## [Exercise brief]
Where in the data does the word "balcony" appear? Find those lines and copy them.

## [Material for the task]

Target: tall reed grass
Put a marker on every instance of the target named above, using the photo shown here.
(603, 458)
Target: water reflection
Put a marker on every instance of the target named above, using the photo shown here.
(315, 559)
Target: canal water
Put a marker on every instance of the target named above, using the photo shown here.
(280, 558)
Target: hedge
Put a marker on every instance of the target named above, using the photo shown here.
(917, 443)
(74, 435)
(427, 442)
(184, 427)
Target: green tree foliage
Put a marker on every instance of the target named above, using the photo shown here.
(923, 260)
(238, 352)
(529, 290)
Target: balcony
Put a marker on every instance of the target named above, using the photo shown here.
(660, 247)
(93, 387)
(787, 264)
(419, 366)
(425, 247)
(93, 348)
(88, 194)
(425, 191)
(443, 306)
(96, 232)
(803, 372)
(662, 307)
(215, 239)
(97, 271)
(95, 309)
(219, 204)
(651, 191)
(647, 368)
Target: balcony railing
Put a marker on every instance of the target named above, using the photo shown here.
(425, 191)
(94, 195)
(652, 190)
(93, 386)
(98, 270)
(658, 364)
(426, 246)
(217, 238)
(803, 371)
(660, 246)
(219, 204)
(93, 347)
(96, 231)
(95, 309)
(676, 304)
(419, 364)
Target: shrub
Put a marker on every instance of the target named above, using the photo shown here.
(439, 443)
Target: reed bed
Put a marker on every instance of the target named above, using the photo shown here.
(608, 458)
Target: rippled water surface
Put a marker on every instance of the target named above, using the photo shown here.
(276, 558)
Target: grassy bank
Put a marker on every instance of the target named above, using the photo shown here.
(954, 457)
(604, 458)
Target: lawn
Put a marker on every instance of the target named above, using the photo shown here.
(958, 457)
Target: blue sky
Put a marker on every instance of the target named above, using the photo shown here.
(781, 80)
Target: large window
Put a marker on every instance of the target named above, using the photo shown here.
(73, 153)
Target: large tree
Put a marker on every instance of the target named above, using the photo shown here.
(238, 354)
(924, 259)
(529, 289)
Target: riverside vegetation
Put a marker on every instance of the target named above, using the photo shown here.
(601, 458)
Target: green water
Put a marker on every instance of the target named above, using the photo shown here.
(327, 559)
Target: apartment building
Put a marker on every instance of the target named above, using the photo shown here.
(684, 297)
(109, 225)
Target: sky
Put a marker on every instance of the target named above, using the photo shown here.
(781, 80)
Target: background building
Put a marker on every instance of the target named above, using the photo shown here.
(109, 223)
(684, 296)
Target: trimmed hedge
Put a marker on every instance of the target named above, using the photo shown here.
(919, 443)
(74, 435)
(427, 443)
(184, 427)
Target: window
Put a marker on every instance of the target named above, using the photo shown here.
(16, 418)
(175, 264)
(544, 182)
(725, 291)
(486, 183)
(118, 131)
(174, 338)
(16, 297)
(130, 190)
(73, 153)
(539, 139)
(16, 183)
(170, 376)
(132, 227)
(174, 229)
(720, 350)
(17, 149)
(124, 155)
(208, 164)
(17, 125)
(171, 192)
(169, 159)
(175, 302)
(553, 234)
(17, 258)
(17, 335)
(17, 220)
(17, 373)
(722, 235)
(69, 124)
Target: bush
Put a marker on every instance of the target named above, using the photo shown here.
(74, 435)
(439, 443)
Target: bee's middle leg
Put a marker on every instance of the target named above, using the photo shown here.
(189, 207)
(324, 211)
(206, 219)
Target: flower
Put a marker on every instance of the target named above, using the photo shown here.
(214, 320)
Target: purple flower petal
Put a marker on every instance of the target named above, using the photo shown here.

## [Your solution]
Target: balcony
Target: balcony railing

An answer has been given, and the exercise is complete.